How many lines in the material below contain the string "field"? Case counts; reply with the number alone.

## Data shown

------------------------

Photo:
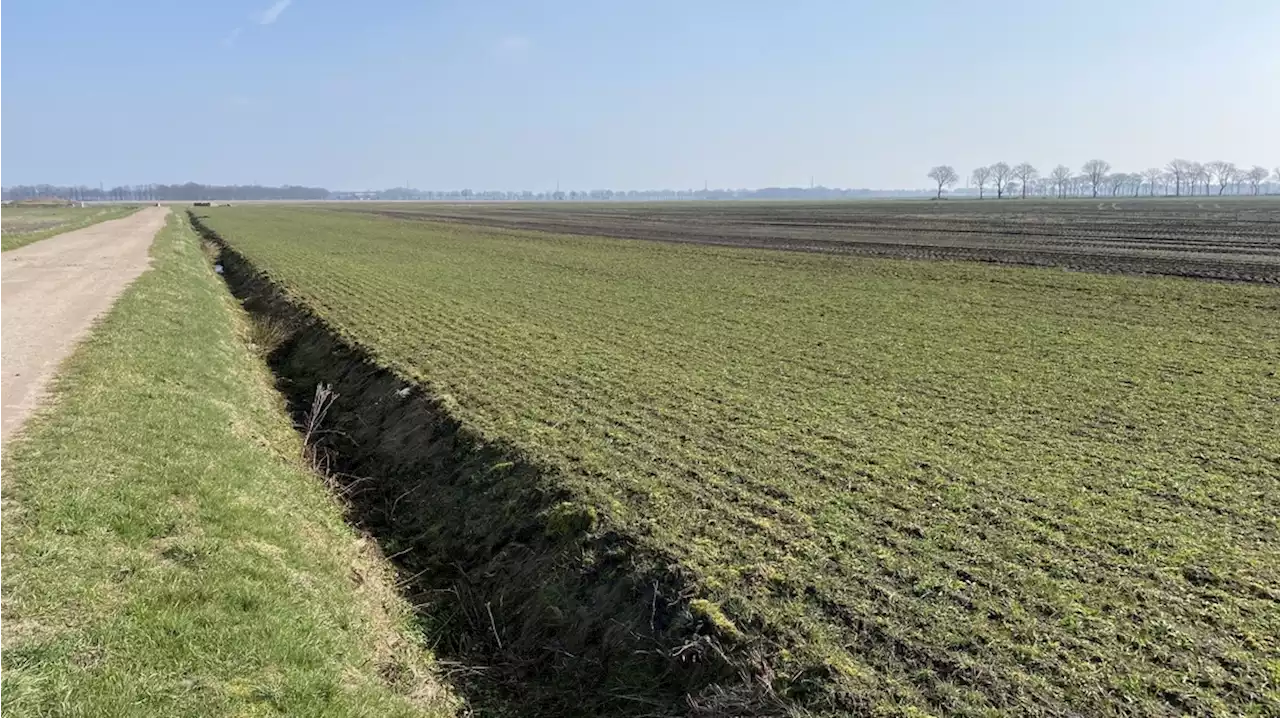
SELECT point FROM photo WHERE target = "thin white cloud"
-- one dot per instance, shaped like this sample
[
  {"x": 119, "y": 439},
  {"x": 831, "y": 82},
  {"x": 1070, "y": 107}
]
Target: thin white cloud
[
  {"x": 512, "y": 46},
  {"x": 274, "y": 12}
]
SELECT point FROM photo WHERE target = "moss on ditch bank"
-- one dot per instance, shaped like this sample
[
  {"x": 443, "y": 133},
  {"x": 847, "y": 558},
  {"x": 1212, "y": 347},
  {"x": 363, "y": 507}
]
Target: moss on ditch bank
[
  {"x": 165, "y": 552},
  {"x": 562, "y": 614}
]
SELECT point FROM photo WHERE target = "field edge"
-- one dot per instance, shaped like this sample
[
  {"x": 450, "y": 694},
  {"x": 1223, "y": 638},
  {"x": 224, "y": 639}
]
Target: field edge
[
  {"x": 535, "y": 584},
  {"x": 168, "y": 552}
]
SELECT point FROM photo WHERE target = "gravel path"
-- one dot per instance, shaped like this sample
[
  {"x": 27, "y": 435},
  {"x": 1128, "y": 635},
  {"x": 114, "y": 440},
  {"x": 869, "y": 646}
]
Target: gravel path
[{"x": 50, "y": 295}]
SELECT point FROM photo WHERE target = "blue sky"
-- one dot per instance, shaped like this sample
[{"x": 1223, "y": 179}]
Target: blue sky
[{"x": 512, "y": 95}]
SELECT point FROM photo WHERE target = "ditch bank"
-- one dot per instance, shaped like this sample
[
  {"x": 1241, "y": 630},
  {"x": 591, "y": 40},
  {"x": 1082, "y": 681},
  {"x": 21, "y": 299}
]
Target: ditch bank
[{"x": 548, "y": 611}]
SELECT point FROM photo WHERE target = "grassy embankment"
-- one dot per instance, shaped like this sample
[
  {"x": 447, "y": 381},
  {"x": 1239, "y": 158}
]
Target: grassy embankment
[
  {"x": 163, "y": 548},
  {"x": 914, "y": 488},
  {"x": 22, "y": 224}
]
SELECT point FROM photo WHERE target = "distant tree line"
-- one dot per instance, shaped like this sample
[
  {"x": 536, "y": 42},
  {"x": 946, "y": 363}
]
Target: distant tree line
[
  {"x": 193, "y": 192},
  {"x": 187, "y": 192},
  {"x": 1096, "y": 179}
]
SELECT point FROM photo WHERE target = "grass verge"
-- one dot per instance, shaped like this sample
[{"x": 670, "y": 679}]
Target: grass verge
[
  {"x": 915, "y": 488},
  {"x": 165, "y": 552},
  {"x": 21, "y": 225}
]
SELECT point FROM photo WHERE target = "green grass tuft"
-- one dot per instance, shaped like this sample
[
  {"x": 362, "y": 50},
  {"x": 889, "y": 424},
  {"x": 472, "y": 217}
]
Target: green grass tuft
[{"x": 22, "y": 224}]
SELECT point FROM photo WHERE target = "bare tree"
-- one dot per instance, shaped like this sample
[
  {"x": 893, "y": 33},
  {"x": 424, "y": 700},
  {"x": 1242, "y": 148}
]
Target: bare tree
[
  {"x": 1025, "y": 174},
  {"x": 1061, "y": 175},
  {"x": 1096, "y": 170},
  {"x": 945, "y": 175},
  {"x": 982, "y": 175},
  {"x": 1001, "y": 173},
  {"x": 1201, "y": 175},
  {"x": 1153, "y": 175},
  {"x": 1224, "y": 172},
  {"x": 1115, "y": 182},
  {"x": 1182, "y": 173}
]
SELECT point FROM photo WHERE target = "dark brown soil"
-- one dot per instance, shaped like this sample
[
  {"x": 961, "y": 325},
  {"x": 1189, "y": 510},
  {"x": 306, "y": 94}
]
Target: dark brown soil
[{"x": 1205, "y": 237}]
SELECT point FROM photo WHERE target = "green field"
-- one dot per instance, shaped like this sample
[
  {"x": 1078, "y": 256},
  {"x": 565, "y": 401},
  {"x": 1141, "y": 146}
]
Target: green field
[
  {"x": 165, "y": 552},
  {"x": 23, "y": 224},
  {"x": 914, "y": 488}
]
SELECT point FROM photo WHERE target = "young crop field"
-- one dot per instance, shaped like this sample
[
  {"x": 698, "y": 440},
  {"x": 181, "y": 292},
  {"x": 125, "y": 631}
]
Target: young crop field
[
  {"x": 909, "y": 488},
  {"x": 21, "y": 224},
  {"x": 1234, "y": 238}
]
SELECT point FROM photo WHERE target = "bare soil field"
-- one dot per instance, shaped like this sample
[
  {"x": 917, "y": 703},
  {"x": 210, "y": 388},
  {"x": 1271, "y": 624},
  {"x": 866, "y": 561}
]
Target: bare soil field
[{"x": 1202, "y": 237}]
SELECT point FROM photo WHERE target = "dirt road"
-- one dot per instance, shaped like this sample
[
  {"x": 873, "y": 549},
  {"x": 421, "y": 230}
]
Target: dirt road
[{"x": 50, "y": 295}]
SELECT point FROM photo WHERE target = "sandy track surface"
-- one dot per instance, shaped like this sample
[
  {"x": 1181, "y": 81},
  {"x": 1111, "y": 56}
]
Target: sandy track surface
[{"x": 50, "y": 295}]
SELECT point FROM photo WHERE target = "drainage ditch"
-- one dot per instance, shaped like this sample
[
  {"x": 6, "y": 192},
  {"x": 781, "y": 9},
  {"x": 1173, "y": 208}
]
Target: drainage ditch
[{"x": 551, "y": 613}]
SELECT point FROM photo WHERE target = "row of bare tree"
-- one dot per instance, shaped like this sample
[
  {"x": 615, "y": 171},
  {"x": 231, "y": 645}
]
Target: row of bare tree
[{"x": 1176, "y": 178}]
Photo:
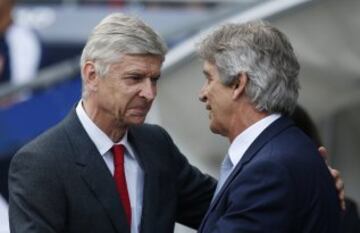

------------------------

## Answer to this exercise
8